- _Task prompt_
Change every "well-known text" in the listing below to "WKT", leaving everything else as it is.

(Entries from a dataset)
========================================

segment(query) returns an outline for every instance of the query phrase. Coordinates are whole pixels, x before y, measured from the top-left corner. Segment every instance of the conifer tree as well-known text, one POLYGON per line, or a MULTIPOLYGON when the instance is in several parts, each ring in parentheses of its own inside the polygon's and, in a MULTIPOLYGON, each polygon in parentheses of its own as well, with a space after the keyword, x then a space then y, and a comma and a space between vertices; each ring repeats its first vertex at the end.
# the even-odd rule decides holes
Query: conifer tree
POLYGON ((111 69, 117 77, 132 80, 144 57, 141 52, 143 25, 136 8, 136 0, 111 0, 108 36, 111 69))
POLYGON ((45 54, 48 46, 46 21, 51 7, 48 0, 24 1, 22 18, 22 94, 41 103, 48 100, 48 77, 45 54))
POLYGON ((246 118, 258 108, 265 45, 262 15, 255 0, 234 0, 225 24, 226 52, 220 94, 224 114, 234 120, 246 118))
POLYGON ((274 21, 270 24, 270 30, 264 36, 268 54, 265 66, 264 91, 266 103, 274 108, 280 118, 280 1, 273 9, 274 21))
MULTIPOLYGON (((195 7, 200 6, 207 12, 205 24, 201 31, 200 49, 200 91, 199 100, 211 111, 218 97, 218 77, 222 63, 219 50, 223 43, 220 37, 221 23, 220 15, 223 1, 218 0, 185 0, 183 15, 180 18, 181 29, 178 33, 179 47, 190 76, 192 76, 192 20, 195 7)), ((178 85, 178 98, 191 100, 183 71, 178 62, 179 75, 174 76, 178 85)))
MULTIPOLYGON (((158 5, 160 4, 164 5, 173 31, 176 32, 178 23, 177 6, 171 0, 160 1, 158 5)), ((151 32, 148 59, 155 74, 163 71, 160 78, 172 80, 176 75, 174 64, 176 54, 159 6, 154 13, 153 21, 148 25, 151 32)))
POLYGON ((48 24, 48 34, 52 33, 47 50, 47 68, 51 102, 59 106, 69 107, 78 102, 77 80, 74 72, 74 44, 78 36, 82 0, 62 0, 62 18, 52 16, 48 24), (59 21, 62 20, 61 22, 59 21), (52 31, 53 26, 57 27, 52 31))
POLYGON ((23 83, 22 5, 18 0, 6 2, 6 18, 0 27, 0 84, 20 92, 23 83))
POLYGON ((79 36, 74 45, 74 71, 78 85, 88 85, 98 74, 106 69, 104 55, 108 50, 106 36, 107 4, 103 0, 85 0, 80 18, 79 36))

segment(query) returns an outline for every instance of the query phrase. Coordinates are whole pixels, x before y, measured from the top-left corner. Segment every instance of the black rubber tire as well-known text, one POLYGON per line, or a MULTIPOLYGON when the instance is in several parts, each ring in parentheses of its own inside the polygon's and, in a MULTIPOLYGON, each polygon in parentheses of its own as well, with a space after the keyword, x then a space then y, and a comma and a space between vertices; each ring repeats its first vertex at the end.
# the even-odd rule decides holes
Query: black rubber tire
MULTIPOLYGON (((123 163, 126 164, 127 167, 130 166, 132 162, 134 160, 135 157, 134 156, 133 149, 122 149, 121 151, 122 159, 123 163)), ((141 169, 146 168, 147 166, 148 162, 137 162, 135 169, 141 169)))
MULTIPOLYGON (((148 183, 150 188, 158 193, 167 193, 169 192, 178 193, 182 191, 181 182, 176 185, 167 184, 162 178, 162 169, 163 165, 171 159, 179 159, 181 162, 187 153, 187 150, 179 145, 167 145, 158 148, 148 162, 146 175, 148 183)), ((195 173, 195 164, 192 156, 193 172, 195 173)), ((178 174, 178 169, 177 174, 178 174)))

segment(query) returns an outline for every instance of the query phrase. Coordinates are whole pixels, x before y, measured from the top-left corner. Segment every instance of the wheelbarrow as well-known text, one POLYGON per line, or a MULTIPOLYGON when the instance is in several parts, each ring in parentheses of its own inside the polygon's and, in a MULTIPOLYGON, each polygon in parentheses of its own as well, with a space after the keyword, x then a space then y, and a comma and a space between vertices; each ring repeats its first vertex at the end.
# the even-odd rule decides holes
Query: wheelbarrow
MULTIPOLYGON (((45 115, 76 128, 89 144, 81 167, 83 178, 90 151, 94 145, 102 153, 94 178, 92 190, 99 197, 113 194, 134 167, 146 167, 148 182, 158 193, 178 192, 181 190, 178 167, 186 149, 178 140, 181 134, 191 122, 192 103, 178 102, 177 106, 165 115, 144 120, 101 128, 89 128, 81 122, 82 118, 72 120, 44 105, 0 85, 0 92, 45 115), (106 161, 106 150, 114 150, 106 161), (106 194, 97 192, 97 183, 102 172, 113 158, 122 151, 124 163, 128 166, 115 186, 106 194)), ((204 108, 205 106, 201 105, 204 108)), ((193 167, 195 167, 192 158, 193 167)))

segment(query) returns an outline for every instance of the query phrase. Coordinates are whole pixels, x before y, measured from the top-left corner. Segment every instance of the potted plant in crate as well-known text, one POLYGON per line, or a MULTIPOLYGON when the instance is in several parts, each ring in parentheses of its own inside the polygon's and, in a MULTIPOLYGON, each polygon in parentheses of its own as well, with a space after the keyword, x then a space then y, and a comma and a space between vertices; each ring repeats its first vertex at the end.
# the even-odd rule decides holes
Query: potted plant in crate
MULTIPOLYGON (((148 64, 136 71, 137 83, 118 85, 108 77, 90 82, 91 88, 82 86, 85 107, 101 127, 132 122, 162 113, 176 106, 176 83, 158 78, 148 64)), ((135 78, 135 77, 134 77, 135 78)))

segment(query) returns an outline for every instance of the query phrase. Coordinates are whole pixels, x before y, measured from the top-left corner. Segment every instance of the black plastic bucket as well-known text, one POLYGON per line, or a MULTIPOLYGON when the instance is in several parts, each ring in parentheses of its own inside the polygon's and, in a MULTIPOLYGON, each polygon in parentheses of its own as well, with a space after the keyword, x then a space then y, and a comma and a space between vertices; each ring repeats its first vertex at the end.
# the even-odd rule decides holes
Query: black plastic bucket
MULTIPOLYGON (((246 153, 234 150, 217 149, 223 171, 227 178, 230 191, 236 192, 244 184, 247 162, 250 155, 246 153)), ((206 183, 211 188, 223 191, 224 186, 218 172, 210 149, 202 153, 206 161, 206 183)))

========================================

- _Answer below_
segment(query) returns an outline for every instance of the query phrase. Coordinates are whole pixels, x before y, measured from the top-left corner. Segment every instance of the conifer tree as WKT, one POLYGON per line, or a MULTIPOLYGON when the instance is in several parts, each ring in parentheses of its own inside the polygon's and, in a MULTIPOLYGON, each polygon in parentheses of its own as well, with a space after the keyword, x then a space then y, and a comma and a space between vertices; each ring repeats its first vertex at the end.
# the even-odd rule decides holes
Query: conifer tree
POLYGON ((111 69, 117 77, 132 80, 144 57, 141 52, 143 25, 136 8, 136 0, 111 0, 108 36, 111 69))
POLYGON ((45 54, 48 46, 46 21, 51 7, 48 0, 24 1, 22 18, 22 94, 41 103, 48 100, 48 77, 45 54))
POLYGON ((246 118, 258 108, 265 45, 262 15, 255 0, 234 0, 225 24, 226 52, 220 94, 224 114, 234 120, 246 118))
POLYGON ((274 21, 270 24, 270 30, 264 36, 268 54, 265 66, 264 91, 266 103, 274 108, 280 118, 280 1, 273 9, 274 21))
MULTIPOLYGON (((195 7, 200 6, 207 12, 205 24, 201 31, 200 49, 200 91, 199 100, 211 111, 218 97, 218 77, 222 63, 219 50, 223 43, 220 37, 221 23, 220 15, 223 1, 218 0, 185 0, 183 15, 180 18, 181 29, 178 33, 179 47, 190 76, 192 76, 192 20, 195 7)), ((178 85, 178 98, 191 100, 183 71, 178 62, 179 75, 174 76, 178 85)))
MULTIPOLYGON (((158 5, 160 4, 164 5, 173 31, 176 32, 178 23, 177 6, 171 0, 160 1, 158 5)), ((151 32, 148 59, 155 74, 163 71, 160 78, 172 80, 176 75, 174 64, 176 54, 159 6, 154 13, 153 21, 148 25, 151 32)))
POLYGON ((48 24, 48 34, 52 33, 47 50, 47 68, 51 102, 59 106, 69 107, 78 102, 77 80, 74 72, 74 44, 78 36, 82 0, 62 0, 62 18, 52 16, 48 24), (59 21, 62 20, 61 22, 59 21), (52 31, 53 26, 57 27, 52 31))
POLYGON ((23 83, 22 5, 18 0, 6 2, 6 18, 0 27, 0 84, 20 92, 23 83))
POLYGON ((79 36, 74 45, 74 71, 78 85, 88 85, 98 74, 106 69, 104 55, 108 50, 106 36, 107 4, 103 0, 85 0, 80 18, 79 36))

segment(query) returns an outline for every instance of the query phrase. Coordinates are whole pixels, x before y, measured from the top-left corner. Segment every instance of the black rubber tire as WKT, one POLYGON per line, or a MULTIPOLYGON when the instance is in several parts, each ring in parentheses of its own inside the polygon's and, in a MULTIPOLYGON, each polygon in parentheses of its own as well, with a space after the keyword, x then a space then y, and a comma and a space between vertices; each ring repeats its first vertex at the end.
# the even-odd rule decides holes
Query: black rubber tire
MULTIPOLYGON (((123 163, 126 164, 127 167, 130 166, 132 162, 134 160, 135 157, 134 156, 133 149, 122 149, 121 151, 122 159, 123 163)), ((141 169, 146 168, 147 166, 148 162, 137 162, 135 169, 141 169)))
MULTIPOLYGON (((148 183, 150 188, 158 193, 167 193, 169 192, 178 193, 182 191, 181 182, 176 185, 167 184, 162 178, 162 169, 163 165, 171 159, 179 159, 181 162, 187 153, 187 150, 179 145, 167 145, 158 148, 148 162, 146 175, 148 183)), ((195 173, 195 164, 192 156, 193 172, 195 173)), ((178 174, 178 169, 177 174, 178 174)))

segment(query) returns an outline for every instance of the query phrase. Coordinates are whole pixels, x before y, measured from the top-left corner. Segment every instance of the wheelbarrow as WKT, one POLYGON per line, or a MULTIPOLYGON when the instance is in several parts, each ring in parentheses of its own inside the polygon's and, in a MULTIPOLYGON, each polygon in parentheses of its own as well, with a space after the keyword, x then a space then y, and a comma and a space between vertices; each ring repeats its first vertex at the end.
# the even-odd rule decides holes
Query: wheelbarrow
MULTIPOLYGON (((45 115, 76 128, 89 144, 81 167, 83 178, 90 151, 94 145, 102 153, 94 178, 92 190, 99 197, 113 194, 134 167, 146 167, 148 182, 158 193, 178 192, 181 190, 178 167, 186 149, 178 140, 181 134, 191 122, 192 103, 178 102, 177 106, 165 115, 144 120, 101 128, 89 128, 81 122, 82 118, 72 120, 44 105, 0 85, 0 92, 45 115), (106 161, 106 150, 114 150, 106 161), (106 194, 97 192, 97 183, 102 172, 113 158, 122 151, 124 163, 128 166, 115 186, 106 194)), ((204 108, 205 106, 201 105, 204 108)), ((193 167, 195 167, 192 158, 193 167)))

segment(query) returns an outline for every instance of the query phrase. Coordinates are whole pixels, x before y, measured from the top-left corner. Segment every instance of the potted plant in crate as WKT, one POLYGON per line, or a MULTIPOLYGON when the instance is in several parts, each ring in parentheses of its own inside the polygon's and, in a MULTIPOLYGON, each polygon in parentheses of its own as well, with a space after the keyword, x then a space then y, and a comma and a space between vertices; each ring repeats its first vertex at the end.
# the even-odd rule decides holes
Query: potted plant in crate
MULTIPOLYGON (((148 64, 136 71, 137 83, 118 85, 108 77, 90 82, 91 88, 82 86, 85 107, 101 127, 132 122, 162 113, 176 106, 176 83, 158 78, 148 64)), ((135 78, 135 77, 134 77, 135 78)))

segment(query) returns an outline for every instance of the query phrase. Coordinates are whole pixels, x before y, measured from the top-left corner. Segment every instance of the black plastic bucket as WKT, one POLYGON per line, or a MULTIPOLYGON when the instance is in several parts, each ring in parentheses of its own inside the polygon's and, in a MULTIPOLYGON, each polygon in parentheses of its own as well, with a space after the keyword, x then a space then y, and a comma and a space between vertices; each ring repeats its first vertex at the end.
# the even-odd rule decides holes
Query: black plastic bucket
MULTIPOLYGON (((246 153, 234 150, 217 149, 223 171, 227 178, 230 191, 236 192, 244 184, 247 162, 250 155, 246 153)), ((206 183, 211 188, 223 191, 224 186, 218 172, 210 149, 202 153, 206 161, 206 183)))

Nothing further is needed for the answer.